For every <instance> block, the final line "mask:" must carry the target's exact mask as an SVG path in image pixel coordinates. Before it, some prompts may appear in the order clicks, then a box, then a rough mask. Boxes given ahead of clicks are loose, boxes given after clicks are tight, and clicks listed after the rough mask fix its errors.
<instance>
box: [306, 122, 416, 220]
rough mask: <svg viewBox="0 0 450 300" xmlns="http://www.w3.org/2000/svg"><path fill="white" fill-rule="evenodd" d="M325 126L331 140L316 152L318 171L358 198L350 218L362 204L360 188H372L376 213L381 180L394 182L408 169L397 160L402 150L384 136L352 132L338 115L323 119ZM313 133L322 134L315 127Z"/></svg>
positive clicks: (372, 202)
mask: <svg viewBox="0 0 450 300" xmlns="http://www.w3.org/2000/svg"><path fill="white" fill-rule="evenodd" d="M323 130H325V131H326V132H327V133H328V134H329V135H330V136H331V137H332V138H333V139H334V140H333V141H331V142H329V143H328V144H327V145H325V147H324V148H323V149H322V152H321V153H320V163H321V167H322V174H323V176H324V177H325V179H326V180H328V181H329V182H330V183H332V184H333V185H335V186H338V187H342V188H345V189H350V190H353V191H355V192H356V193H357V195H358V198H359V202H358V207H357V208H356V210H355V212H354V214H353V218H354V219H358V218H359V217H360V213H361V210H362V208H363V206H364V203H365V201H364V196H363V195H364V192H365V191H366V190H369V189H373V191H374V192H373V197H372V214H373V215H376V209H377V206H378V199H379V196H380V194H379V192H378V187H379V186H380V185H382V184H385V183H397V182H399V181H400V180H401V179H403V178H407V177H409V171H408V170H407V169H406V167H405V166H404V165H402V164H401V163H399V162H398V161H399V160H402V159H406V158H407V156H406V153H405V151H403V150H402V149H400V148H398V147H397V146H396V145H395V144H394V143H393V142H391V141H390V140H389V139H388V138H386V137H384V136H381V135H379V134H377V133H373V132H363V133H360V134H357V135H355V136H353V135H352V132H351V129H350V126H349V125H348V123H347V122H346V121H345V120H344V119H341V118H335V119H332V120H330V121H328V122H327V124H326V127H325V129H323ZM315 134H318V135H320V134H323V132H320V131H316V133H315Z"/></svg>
========
**TASK DETAILS:**
Rewrite the entries above with every "rough mask" changed to "coarse mask", leaving everything else as it is.

**ANSWER TO THE PROBLEM:**
For every <instance> block, the final line "mask:" must carry the target's exact mask as an SVG path in image pixel coordinates. Before it, some prompts may appear in the order clicks, then a box, then a coarse mask. Boxes given ahead of clicks are loose, boxes given after clicks are tight, and clicks listed after the coarse mask fix its errors.
<instance>
box: [306, 122, 416, 220]
coarse mask: <svg viewBox="0 0 450 300" xmlns="http://www.w3.org/2000/svg"><path fill="white" fill-rule="evenodd" d="M325 126L331 140L316 152L318 171L358 198L350 218L362 204L360 188H372L376 213L381 180L394 182L408 169L397 160L402 150L384 136L352 132L338 115L323 119ZM313 133L322 134L315 127Z"/></svg>
positive clicks: (372, 202)
mask: <svg viewBox="0 0 450 300" xmlns="http://www.w3.org/2000/svg"><path fill="white" fill-rule="evenodd" d="M323 130H325V131H326V132H327V133H328V134H329V135H330V136H331V137H332V138H333V139H334V140H333V141H331V142H329V143H328V144H327V145H325V147H324V148H323V149H322V152H321V153H320V163H321V167H322V174H323V176H324V177H325V179H326V180H328V181H329V182H330V183H332V184H333V185H335V186H338V187H342V188H345V189H350V190H353V191H355V192H356V193H357V195H358V198H359V202H358V207H357V208H356V210H355V212H354V214H353V218H354V219H358V218H359V217H360V213H361V210H362V208H363V206H364V203H365V201H364V196H363V195H364V192H365V191H366V190H369V189H373V191H374V192H373V197H372V214H373V215H376V209H377V206H378V199H379V196H380V194H379V192H378V187H379V186H380V185H382V184H385V183H397V182H399V181H400V180H401V179H403V178H407V177H409V171H408V170H407V169H406V167H405V166H404V165H402V164H401V163H399V162H398V161H399V160H402V159H406V158H407V156H406V153H405V151H403V150H402V149H400V148H398V147H397V146H396V145H395V144H394V143H393V142H391V141H390V140H389V139H388V138H386V137H384V136H381V135H379V134H377V133H373V132H363V133H360V134H357V135H355V136H353V135H352V132H351V129H350V126H349V125H348V123H347V122H346V121H345V120H344V119H341V118H335V119H332V120H330V121H328V122H327V124H326V127H325V129H323ZM315 134H318V135H320V134H323V132H320V131H316V133H315Z"/></svg>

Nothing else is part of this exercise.